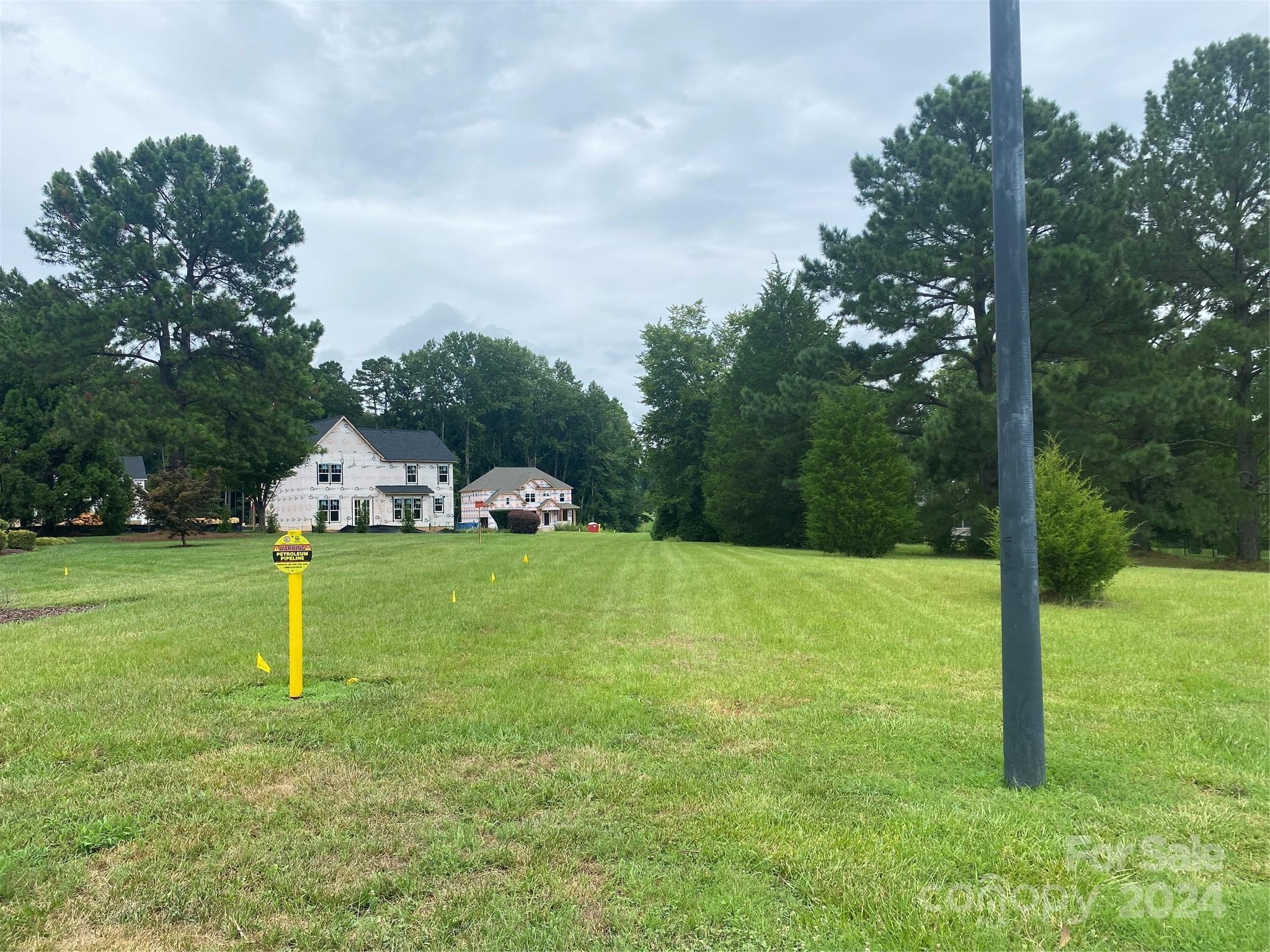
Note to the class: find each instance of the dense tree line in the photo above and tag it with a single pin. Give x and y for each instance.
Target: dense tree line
(495, 403)
(1148, 265)
(169, 333)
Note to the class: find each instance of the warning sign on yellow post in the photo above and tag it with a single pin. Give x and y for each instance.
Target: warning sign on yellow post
(293, 555)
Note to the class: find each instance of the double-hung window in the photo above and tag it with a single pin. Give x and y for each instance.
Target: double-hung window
(401, 503)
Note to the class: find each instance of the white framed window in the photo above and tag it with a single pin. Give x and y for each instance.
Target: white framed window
(401, 503)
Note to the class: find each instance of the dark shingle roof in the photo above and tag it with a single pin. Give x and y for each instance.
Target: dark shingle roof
(398, 444)
(507, 479)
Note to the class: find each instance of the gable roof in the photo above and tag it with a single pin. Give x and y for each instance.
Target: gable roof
(395, 446)
(510, 479)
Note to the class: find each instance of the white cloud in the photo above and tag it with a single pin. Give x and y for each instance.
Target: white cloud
(564, 172)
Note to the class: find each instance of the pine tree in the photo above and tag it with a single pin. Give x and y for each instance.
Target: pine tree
(682, 359)
(753, 448)
(1204, 179)
(856, 483)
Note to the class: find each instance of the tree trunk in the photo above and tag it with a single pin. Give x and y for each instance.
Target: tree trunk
(1249, 532)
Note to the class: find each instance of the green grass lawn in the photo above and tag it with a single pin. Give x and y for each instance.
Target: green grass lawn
(625, 743)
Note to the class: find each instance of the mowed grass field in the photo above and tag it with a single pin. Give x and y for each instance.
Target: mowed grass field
(621, 744)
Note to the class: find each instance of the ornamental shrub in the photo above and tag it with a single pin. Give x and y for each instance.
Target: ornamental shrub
(1081, 544)
(522, 522)
(856, 484)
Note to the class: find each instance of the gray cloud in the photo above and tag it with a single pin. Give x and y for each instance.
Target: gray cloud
(566, 172)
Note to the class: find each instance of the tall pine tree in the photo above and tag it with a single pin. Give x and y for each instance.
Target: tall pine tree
(755, 446)
(1204, 170)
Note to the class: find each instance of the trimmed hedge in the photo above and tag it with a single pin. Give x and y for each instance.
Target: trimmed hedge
(522, 522)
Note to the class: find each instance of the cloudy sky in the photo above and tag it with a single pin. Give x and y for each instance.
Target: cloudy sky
(556, 173)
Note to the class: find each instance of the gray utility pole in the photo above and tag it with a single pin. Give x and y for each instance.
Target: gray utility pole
(1023, 711)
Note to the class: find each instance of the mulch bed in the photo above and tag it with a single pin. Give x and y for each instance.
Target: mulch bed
(25, 615)
(191, 537)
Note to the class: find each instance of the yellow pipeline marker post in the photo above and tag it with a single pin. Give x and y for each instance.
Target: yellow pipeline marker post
(293, 555)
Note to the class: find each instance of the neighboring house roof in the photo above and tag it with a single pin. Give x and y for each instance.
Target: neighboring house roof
(510, 479)
(398, 446)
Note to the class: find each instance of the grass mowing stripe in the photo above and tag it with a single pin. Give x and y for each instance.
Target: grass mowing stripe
(621, 744)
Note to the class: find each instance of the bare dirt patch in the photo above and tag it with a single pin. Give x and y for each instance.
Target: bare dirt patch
(25, 615)
(1165, 560)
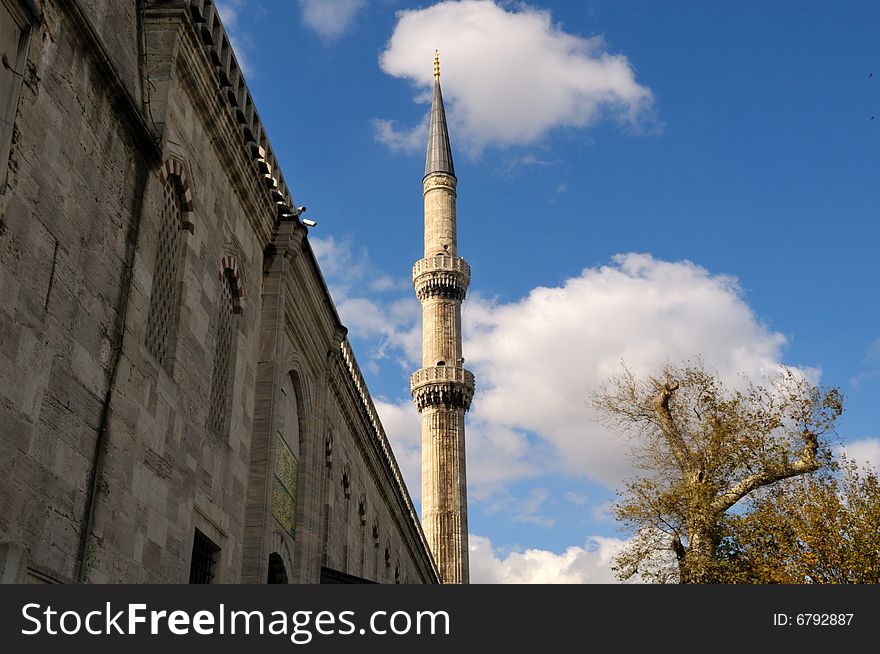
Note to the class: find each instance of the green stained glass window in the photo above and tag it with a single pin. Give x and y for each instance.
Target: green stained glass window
(284, 491)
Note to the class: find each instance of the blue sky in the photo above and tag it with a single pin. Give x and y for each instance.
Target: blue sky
(638, 181)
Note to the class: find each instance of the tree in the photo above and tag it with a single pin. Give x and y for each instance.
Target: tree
(703, 447)
(822, 529)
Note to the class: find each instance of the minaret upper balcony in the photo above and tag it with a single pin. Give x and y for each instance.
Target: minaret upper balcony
(449, 386)
(441, 275)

_What the exercise asks_
Write out all the entries word for word, but drop the pictures.

_Task output_
Note to the class: find each instance of the dense tree line in the photo above and tag it with a single pin. Give x and y for each instance.
Target: dense tree line
(495, 403)
(1148, 265)
(169, 333)
Note to the class: find each instance of the warning sign on yellow post in the photo above and tag it with a single pin. Give x and y for each instance.
Target: warning sign on yellow post
(293, 555)
Note to the class: find each instance of the double-hung window in the photo above and tag it with a single pin. Give x and y for each instance.
Target: double-hung window
(401, 503)
Note to the class: find each instance of the white framed window in the photo above and tag it with a single pin. Give x and y for each instance.
Target: white framed window
(401, 503)
Note to the class: find each instance of the dark shingle roof in the photo above and tag it with a single pin. Give x and y for each instance.
Target: dark shingle roof
(398, 444)
(507, 479)
Note to the class: find each instance of the gable roof in the photo above and tag it with a single pin. Give x and y for each instance.
Target: gable roof
(395, 446)
(510, 479)
Note to the class: find each instance of the white cloud in the photo above and tag it with a single pin. Give x and y for each instance.
Target: white cloud
(564, 172)
Note to the class: find each instance of the pine tree in the photo above and tag it with a single pin. Give x and y for each instance.
Target: pine tree
(682, 359)
(753, 448)
(1204, 179)
(856, 483)
Note to the class: find each instance of the tree trunk in the photo above and tag it with a single pin. Give x and y for each instance.
Target: tree trunk
(1249, 532)
Note to the class: find each instance of the green grass lawn in the photo above and tag it with a single pin. Give x and y for each instance.
Target: green grass lawn
(625, 743)
Note to the class: find each instance of the mowed grass field in the photo above and tag it with a single pin. Give x and y for each instance.
Target: mowed grass field
(621, 744)
Note to the class: find each instance of the ornamental shrub in the photo above and tag it with a single pin. Give x and y for each instance.
Target: ornamental shrub
(1081, 544)
(522, 522)
(856, 484)
Note to the class: find each instance of the gray cloud in the photo above and tag it with a single pin. Give x and y for each instance.
Target: gray cloud
(566, 172)
Note to the class: find each instance of the tall pine tree in the photo above and tag it with a single pin. Give x and y for each instance.
Target: tall pine tree
(755, 446)
(1204, 170)
Note to the class: find each instance of the trimmed hedge in the photo above and tag it with a single pin. Give x and y for each instance.
Target: trimmed hedge
(522, 522)
Note to the class: find each instance of the cloudy sky in the photo above and tag it with a single pin. Give x and y for each instance.
Target: cloudy sky
(556, 173)
Note to the class: find each instance of the gray utility pole in the photo above and tag it with a single pin. Give x and y for each instance.
Target: gray utility pole
(1023, 711)
Note to the class: find each instance of the mulch bed in the photo above and tag it with a single pin. Give x and y for each instance.
Target: mulch bed
(25, 615)
(191, 537)
Note to the class: find each instance of the yellow pipeline marker post in the photo above and tag it with a single pin. Give x and y for each instance.
Target: yellow pipeline marker post
(293, 555)
Note to the class: find each instance of the neighboring house roof in the photo above and tag it with a single pin. Give x and y for each instance.
Target: neighboring house roof
(510, 479)
(398, 446)
Note to the class: find each instance of the grass mowing stripe in the photo above and tag it with a single pin. Give x and y for each instance.
Target: grass mowing stripe
(621, 744)
Note to the class: find each instance of the bare dirt patch in the photo above and tag it with a single pin. Give x and y for each instance.
Target: bare dirt patch
(25, 615)
(1165, 560)
Note to the class: find each instance of the green stained glass window in the photo above and tag it with a single pin. Give x and y for each instance.
Target: green stained glass window
(284, 491)
Note to the class: find each instance of the blue sky in the photo above and tag it with a single pin. Give x and y for each instance.
Target: blue sky
(638, 181)
Note to the class: find each instance of the tree in the photo above and tag it with a single pin. Give x and y for each instance.
Target: tree
(703, 447)
(822, 529)
Note to the class: find each instance of the minaret upper balcony in the photo above and tag it with a single pin. Give x and y for each instance.
Target: minaret upper balcony
(449, 386)
(441, 275)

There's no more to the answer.